- _EXERCISE BRIEF_
Write the data out again in full, with no departure from the original.

═══ INFORMATION SHOWN

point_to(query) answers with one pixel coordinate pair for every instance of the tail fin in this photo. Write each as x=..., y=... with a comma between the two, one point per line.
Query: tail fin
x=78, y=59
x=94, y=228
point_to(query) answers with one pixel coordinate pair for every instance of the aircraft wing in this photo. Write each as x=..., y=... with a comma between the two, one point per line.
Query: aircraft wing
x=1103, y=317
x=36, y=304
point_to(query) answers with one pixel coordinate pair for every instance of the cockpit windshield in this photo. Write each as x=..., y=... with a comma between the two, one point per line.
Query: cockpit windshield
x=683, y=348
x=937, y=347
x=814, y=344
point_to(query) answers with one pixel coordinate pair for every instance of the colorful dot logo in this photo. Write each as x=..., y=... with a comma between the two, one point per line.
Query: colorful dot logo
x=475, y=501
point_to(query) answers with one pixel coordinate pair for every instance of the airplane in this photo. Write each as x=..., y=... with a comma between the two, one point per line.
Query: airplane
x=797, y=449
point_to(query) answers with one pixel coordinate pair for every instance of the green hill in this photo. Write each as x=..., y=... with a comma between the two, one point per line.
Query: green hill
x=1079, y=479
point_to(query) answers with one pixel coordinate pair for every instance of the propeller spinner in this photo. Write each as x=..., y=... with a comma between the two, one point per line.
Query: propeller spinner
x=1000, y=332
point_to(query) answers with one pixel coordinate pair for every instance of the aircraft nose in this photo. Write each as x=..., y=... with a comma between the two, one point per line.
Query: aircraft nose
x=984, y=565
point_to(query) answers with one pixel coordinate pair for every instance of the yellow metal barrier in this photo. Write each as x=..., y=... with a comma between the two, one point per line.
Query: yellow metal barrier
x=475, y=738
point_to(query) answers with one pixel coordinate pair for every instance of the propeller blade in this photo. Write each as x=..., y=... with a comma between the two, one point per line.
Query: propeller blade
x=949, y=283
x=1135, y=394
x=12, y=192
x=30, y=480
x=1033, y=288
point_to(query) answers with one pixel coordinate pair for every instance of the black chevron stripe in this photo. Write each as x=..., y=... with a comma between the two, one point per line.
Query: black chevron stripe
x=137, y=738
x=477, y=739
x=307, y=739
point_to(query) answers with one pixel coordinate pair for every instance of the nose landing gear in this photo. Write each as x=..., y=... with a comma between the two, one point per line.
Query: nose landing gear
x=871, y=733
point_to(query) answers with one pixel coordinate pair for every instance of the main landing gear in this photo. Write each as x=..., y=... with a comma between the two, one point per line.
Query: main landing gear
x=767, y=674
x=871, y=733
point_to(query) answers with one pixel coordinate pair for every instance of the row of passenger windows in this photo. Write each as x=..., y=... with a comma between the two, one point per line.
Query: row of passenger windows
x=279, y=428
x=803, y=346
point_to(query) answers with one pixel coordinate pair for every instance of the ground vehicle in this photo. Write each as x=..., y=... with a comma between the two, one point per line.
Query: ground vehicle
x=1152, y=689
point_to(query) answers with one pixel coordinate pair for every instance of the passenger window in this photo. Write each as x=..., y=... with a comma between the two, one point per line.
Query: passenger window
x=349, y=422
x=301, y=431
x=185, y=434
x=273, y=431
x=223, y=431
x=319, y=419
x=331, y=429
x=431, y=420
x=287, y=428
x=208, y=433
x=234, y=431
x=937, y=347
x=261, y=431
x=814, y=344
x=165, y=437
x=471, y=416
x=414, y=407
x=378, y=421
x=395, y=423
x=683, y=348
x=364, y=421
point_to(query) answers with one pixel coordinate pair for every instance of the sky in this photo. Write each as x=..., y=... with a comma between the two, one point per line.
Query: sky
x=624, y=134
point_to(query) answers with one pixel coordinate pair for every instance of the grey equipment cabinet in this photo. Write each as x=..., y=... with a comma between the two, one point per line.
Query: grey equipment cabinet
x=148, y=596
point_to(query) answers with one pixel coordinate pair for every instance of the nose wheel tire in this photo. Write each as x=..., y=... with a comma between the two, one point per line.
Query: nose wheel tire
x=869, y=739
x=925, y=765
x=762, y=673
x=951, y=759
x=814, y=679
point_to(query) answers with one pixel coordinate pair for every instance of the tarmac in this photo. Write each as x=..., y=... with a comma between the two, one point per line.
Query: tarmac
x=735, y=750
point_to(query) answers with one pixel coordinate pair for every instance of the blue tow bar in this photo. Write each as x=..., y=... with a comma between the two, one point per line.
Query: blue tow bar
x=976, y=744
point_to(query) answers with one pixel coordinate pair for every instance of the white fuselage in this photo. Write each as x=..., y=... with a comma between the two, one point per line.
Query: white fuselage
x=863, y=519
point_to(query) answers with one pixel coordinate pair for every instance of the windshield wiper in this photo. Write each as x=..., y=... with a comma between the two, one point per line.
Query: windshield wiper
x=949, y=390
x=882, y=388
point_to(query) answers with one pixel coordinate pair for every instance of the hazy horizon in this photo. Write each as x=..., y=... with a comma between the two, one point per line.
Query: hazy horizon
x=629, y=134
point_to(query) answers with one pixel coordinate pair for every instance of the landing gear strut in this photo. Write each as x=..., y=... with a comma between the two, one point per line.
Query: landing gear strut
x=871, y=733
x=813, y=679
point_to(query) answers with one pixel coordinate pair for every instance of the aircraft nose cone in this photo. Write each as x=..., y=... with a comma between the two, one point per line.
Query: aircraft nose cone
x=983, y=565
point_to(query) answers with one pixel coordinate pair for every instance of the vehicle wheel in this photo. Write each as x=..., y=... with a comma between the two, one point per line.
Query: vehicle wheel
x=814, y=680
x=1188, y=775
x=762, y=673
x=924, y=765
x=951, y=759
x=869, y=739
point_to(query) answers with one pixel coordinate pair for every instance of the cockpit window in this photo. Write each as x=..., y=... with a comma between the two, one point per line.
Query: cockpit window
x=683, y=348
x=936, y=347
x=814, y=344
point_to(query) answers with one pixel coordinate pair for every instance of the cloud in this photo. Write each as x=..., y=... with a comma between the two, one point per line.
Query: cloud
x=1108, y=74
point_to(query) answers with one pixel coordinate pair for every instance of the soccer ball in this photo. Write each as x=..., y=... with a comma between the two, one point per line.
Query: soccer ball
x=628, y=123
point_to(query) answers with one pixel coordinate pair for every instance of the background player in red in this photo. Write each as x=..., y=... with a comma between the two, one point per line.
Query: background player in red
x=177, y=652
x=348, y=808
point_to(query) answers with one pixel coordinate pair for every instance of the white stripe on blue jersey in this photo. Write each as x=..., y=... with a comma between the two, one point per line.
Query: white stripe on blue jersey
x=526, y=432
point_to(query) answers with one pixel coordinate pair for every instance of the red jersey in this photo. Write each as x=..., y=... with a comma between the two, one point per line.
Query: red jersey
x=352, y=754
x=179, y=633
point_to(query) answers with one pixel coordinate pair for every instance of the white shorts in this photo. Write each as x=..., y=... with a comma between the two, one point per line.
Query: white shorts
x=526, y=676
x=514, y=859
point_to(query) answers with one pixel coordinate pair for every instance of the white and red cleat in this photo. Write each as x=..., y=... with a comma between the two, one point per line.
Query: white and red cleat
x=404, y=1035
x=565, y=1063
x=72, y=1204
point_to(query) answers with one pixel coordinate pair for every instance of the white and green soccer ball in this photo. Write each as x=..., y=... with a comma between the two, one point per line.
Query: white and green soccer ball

══════

- _RESULT FOR THIS EXERCISE_
point_to(query) answers with one pixel coordinate pair for every instance of the tail fin in this photo. Write each as x=..., y=... with a comma between the two, one point per line.
Query: tail fin
x=78, y=59
x=94, y=228
point_to(query) answers with one pixel coordinate pair for every instance of the aircraft wing in this photo. Write each as x=..., y=... with a comma between the two, one point per line.
Query: aircraft wing
x=1103, y=317
x=36, y=304
point_to(query) answers with one pixel coordinate pair for every instance of the cockpit windshield in this photo. Write each as x=..., y=... with a comma between the two, one point per line.
Query: cockpit windshield
x=683, y=348
x=937, y=347
x=814, y=344
point_to(query) answers with one pixel coordinate pair for every instance of the colorful dot logo in this photo. Write each as x=..., y=... with a comma between the two, one point per line.
Query: colorful dot logo
x=475, y=501
point_to(query) answers with one pixel coordinate pair for every instance of the airplane in this photo. Write each as x=..., y=... with a comma between the two, one point per line.
Query: airplane
x=797, y=449
point_to(query) answers with one pixel coordinate pair for every instance of the green hill in this photo. Write each as x=..., y=... with a comma between the two, one point per line.
Query: green hill
x=1079, y=479
point_to(query) answers with one pixel coordinate pair for every instance of the propeller spinner in this photo. Write each as x=..., y=... with a comma between the two, one point per line.
Query: propeller spinner
x=1000, y=332
point_to(query) answers with one pixel coordinate pair for every instance of the aircraft nose in this photo. Write each as x=..., y=... with a comma between the two, one point per line.
Query: aircraft nose
x=984, y=565
point_to(query) answers with one pixel coordinate pair for every instance of the yellow metal barrier in this photo. Write each as x=..., y=... with a comma between the two, one point per line.
Query: yellow metal barrier
x=475, y=738
point_to(query) answers with one pixel coordinate pair for every instance of the propeller blade in this photo. Write each as x=..., y=... with a comma between the two, one point per line.
Query: propeller blade
x=949, y=283
x=1135, y=394
x=12, y=192
x=30, y=480
x=1033, y=288
point_to(query) answers with one pixel coordinate pair for every instance of the black chevron stripe in this photo. Write each as x=..., y=... with a comma between the two, one point per line.
Query: black chevron stripe
x=137, y=738
x=477, y=739
x=307, y=739
point_to(query) answers with one pixel coordinate pair for every instance of the nose landing gear in this photo. Write each as x=..., y=... with a comma between the two, one point per line.
Query: nose landing gear
x=871, y=733
point_to(query) answers with one pixel coordinate pair for every instance of the main landing gear in this photo. Write each as x=..., y=... with a comma between the two, one point per line.
Query: main landing gear
x=767, y=674
x=871, y=733
point_to(query) answers with one pixel coordinate pair for every instance of the row of passenger windows in this photo. Write each as x=..., y=... with a comma between the two, one point per line.
Query: row of passenger windows
x=279, y=428
x=803, y=346
point_to(query) answers with one pixel coordinate pair for every instance of the ground vehicle in this photo. Write each as x=..., y=... with a comma between the two, one point per line.
Query: ground vehicle
x=1152, y=689
point_to(query) answers with one pixel coordinate pair for every instance of the passenger window in this photo. Write each as x=..., y=... with a comma between the two, one point per line.
Query: passenger window
x=349, y=422
x=301, y=431
x=185, y=434
x=273, y=431
x=223, y=431
x=319, y=419
x=331, y=429
x=431, y=420
x=287, y=428
x=208, y=433
x=234, y=431
x=937, y=347
x=261, y=431
x=814, y=344
x=165, y=437
x=471, y=416
x=414, y=407
x=378, y=421
x=395, y=423
x=683, y=348
x=364, y=421
point_to(query) answers with one pixel coordinate pair for every instance of the sky in this photo. Write each as x=..., y=... with a comma between the two, one point per line.
Query: sky
x=624, y=134
point_to(query) answers with one pixel coordinate pair for every instance of the grey equipment cabinet in this photo. Write each as x=..., y=... with a comma between the two, one point per line.
Query: grey equipment cabinet
x=148, y=596
point_to(query) answers with one pixel coordinate pair for every instance of the nose wheel tire in this photo. Write each as x=..., y=... with a comma between the two, one point per line.
Query: nose wheel tire
x=869, y=739
x=925, y=765
x=762, y=673
x=951, y=759
x=814, y=679
point_to(query) answers with one pixel coordinate pair for every instance of the tarmac in this photo. Write each as x=..., y=... with a comma between the two, one point per line.
Query: tarmac
x=735, y=750
point_to(query) answers with one pixel coordinate pair for every instance of the blue tow bar in this photo. Write each as x=..., y=... with a comma between the two, one point per line.
Query: blue tow bar
x=976, y=744
point_to(query) answers with one pixel coordinate pair for every instance of the white fuselage in this photo. Write each as x=..., y=... with a comma between the two, one point per line.
Query: white fuselage
x=863, y=519
point_to(query) answers with one pixel coordinate pair for every instance of the windshield wiper in this photo. Write each as x=..., y=... with a comma between the two, one point per line.
Query: windshield wiper
x=949, y=390
x=882, y=388
point_to(query) answers with one pixel coordinate pair for every instance of the hazy horizon in this photo. Write each as x=..., y=... with a comma between the two, one point per line.
Query: hazy horizon
x=629, y=134
point_to(query) answers with one pixel coordinate pair for every instance of the landing gear strut in this photo. Write each as x=..., y=... with a comma between the two, one point per line.
Query: landing gear strut
x=871, y=733
x=813, y=679
point_to(query) answers with one pixel coordinate pair for every instance of the aircraft nose cone in this photo. Write each as x=..., y=... with a comma between the two, one point per line.
Query: aircraft nose cone
x=983, y=565
point_to(query) answers with one pixel coordinate pair for every instance of the vehicle wheel in this photo. Write each as x=..., y=... with a comma between the two, one point per line.
Query: vehicle wheel
x=814, y=680
x=1188, y=775
x=762, y=673
x=924, y=765
x=951, y=759
x=869, y=739
point_to(query) answers with one pixel coordinate pair for every instance of the cockpit window in this photo. Write each as x=..., y=... with a comma between the two, one point per line.
Query: cockpit window
x=683, y=348
x=936, y=347
x=814, y=344
point_to(query) answers with one pixel coordinate pair for every instance of the cloud in this photo. Write each as x=..., y=... with a comma between the two, one point per line.
Query: cloud
x=1108, y=74
point_to(query) answers with one pixel coordinate pair for every instance of the soccer ball in this photo. Write each as x=..., y=... with a comma between the two, one point per line.
Query: soccer ball
x=628, y=123
point_to(query) answers with one pixel coordinate pair for every instance of the background player in red in this photo. Write each as x=..., y=... with a comma between the two, one point per line.
Query: background player in red
x=177, y=652
x=348, y=808
point_to(query) answers with one pixel coordinate pair for every instance of the white stripe on blue jersey in this photo. Write each as x=..., y=... with a comma between the two, one point per line.
Query: white stripe on blue jersey
x=526, y=432
point_to(query) answers with one pixel coordinate pair for every instance of the red jersey in this photo. Write each as x=..., y=... with a comma between the two, one point per line.
Query: red jersey
x=352, y=754
x=179, y=633
point_to(query) answers with one pixel coordinate pair for every instance of the white shorts in this photo. Write each as x=..., y=... with a comma between the two, one point per line.
Query: white shorts
x=526, y=676
x=514, y=859
point_to(query) answers with one pixel coordinate pair for every instance of the white and red cleat in this photo. Write each as x=..., y=... with a comma between the two, one point per line.
Query: white and red cleat
x=404, y=1035
x=565, y=1063
x=72, y=1204
point_to(query) answers with one pixel coordinate pair for every instance of the white and green soccer ball in this photo. Write each as x=..., y=... with a comma between the two, one point per line.
Query: white and green soccer ball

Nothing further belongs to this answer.